- [Exercise aim]
Rewrite the records below as a JSON list of strings, one string per line, with blank lines left out.

- [Data to examine]
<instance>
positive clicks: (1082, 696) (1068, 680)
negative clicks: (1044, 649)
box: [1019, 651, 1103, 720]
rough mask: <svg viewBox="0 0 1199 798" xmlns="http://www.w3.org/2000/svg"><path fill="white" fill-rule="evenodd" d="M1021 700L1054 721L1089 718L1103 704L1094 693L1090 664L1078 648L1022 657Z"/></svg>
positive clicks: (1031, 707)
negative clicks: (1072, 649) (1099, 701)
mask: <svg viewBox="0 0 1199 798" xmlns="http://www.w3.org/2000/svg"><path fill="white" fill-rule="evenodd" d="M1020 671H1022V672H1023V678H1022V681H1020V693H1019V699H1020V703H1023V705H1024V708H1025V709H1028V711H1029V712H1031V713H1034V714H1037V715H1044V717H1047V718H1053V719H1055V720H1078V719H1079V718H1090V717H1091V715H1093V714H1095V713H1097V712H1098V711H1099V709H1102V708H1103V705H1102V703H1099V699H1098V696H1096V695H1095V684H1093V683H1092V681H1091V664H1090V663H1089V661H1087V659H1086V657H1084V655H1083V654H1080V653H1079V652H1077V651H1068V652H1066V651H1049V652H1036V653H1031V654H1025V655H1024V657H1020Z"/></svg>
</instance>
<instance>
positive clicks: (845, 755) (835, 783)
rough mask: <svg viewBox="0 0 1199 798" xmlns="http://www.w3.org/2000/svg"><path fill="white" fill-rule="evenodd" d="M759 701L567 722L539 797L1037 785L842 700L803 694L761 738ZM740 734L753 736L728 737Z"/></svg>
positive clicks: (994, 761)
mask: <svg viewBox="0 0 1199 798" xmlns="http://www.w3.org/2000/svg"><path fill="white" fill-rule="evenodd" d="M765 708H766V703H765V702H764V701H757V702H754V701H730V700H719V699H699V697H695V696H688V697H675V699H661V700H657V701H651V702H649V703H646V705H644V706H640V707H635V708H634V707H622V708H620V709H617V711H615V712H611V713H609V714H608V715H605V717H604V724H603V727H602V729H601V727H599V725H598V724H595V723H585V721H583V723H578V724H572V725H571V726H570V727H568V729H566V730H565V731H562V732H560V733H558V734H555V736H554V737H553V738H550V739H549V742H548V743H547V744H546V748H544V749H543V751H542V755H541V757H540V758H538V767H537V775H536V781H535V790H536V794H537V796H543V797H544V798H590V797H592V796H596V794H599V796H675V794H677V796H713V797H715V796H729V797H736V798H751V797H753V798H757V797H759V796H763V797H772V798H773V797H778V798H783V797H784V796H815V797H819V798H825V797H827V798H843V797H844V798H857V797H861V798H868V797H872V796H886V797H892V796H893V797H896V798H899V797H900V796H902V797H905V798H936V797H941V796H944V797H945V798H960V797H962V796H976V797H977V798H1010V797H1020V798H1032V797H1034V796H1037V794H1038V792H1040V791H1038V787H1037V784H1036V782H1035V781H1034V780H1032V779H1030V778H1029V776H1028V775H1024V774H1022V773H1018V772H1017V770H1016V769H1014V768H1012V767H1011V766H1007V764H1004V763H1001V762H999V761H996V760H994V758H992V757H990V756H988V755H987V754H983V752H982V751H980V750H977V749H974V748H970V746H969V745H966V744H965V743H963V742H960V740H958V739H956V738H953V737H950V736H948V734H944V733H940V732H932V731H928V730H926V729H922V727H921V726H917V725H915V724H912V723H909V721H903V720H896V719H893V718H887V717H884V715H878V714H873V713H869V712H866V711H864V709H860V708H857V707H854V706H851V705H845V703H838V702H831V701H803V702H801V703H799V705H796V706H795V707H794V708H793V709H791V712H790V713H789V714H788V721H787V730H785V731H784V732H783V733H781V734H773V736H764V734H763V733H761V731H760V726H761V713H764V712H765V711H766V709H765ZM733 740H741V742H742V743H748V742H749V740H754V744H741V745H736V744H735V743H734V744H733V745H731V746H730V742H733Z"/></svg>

- [Output below]
[
  "<instance>",
  "positive clicks: (1082, 696) (1068, 680)",
  "negative clicks: (1044, 649)",
  "box: [1019, 651, 1103, 720]",
  "rough mask: <svg viewBox=\"0 0 1199 798\" xmlns=\"http://www.w3.org/2000/svg\"><path fill=\"white\" fill-rule=\"evenodd\" d=\"M1021 700L1054 721L1089 718L1103 704L1094 693L1090 664L1078 648L1022 657Z\"/></svg>",
  "positive clicks: (1031, 707)",
  "negative clicks: (1072, 649) (1099, 701)",
  "mask: <svg viewBox=\"0 0 1199 798\" xmlns=\"http://www.w3.org/2000/svg\"><path fill=\"white\" fill-rule=\"evenodd\" d=\"M1020 671H1022V672H1023V678H1022V681H1020V693H1019V699H1020V703H1023V705H1024V708H1025V709H1028V711H1029V712H1031V713H1034V714H1037V715H1044V717H1047V718H1053V719H1055V720H1078V719H1079V718H1090V717H1091V715H1093V714H1095V713H1097V712H1098V711H1099V709H1102V708H1103V705H1102V703H1099V699H1098V696H1096V695H1095V684H1093V683H1092V681H1091V664H1090V663H1089V661H1087V659H1086V657H1084V655H1083V654H1080V653H1079V652H1077V651H1068V652H1066V651H1049V652H1036V653H1031V654H1025V655H1024V657H1020Z\"/></svg>",
  "</instance>",
  "<instance>",
  "positive clicks: (845, 755) (835, 783)",
  "rough mask: <svg viewBox=\"0 0 1199 798\" xmlns=\"http://www.w3.org/2000/svg\"><path fill=\"white\" fill-rule=\"evenodd\" d=\"M759 701L567 722L539 797L1037 785L842 700L803 694L761 738ZM740 734L753 736L728 737Z\"/></svg>",
  "positive clicks: (994, 761)",
  "mask: <svg viewBox=\"0 0 1199 798\" xmlns=\"http://www.w3.org/2000/svg\"><path fill=\"white\" fill-rule=\"evenodd\" d=\"M765 708H766V703H765V702H764V701H757V702H754V701H730V700H719V699H699V697H695V696H688V697H675V699H661V700H657V701H651V702H649V703H646V705H644V706H640V707H635V708H634V707H622V708H620V709H617V711H615V712H611V713H609V714H608V715H605V717H604V724H603V727H602V729H601V727H599V725H598V724H595V723H585V721H583V723H578V724H572V725H571V726H570V727H568V729H566V730H565V731H562V732H560V733H558V734H555V736H554V737H553V738H550V739H549V742H548V743H547V744H546V748H544V749H543V751H542V755H541V757H540V758H538V767H537V775H536V781H535V790H536V794H537V796H543V797H544V798H590V797H592V796H596V794H599V796H675V794H677V796H713V797H715V796H729V797H736V798H751V797H753V798H757V797H759V796H763V797H772V798H773V797H778V798H783V797H784V796H815V797H819V798H825V797H827V798H843V797H844V798H857V797H861V798H868V797H872V796H886V797H892V796H893V797H896V798H899V797H900V796H902V797H905V798H936V797H941V796H944V797H945V798H960V797H962V796H976V797H977V798H1010V797H1020V798H1032V797H1034V796H1037V794H1038V792H1040V791H1038V787H1037V784H1036V782H1035V781H1034V780H1032V779H1030V778H1029V776H1028V775H1024V774H1022V773H1018V772H1017V770H1016V769H1014V768H1012V767H1011V766H1007V764H1004V763H1001V762H999V761H996V760H994V758H992V757H990V756H988V755H987V754H983V752H982V751H980V750H977V749H974V748H970V746H969V745H966V744H965V743H963V742H960V740H958V739H956V738H953V737H950V736H948V734H944V733H940V732H932V731H928V730H926V729H922V727H921V726H917V725H915V724H912V723H909V721H903V720H896V719H893V718H887V717H884V715H878V714H873V713H869V712H866V711H864V709H860V708H857V707H854V706H851V705H845V703H838V702H831V701H803V702H801V703H799V705H796V706H795V707H794V708H793V709H791V712H790V713H789V714H788V721H787V730H785V731H784V732H783V733H781V734H773V736H764V734H763V733H761V731H760V726H761V713H764V712H765V711H766V709H765ZM733 740H741V742H742V743H748V742H749V740H754V744H741V745H736V744H735V743H734V744H733V745H731V746H730V742H733Z\"/></svg>"
]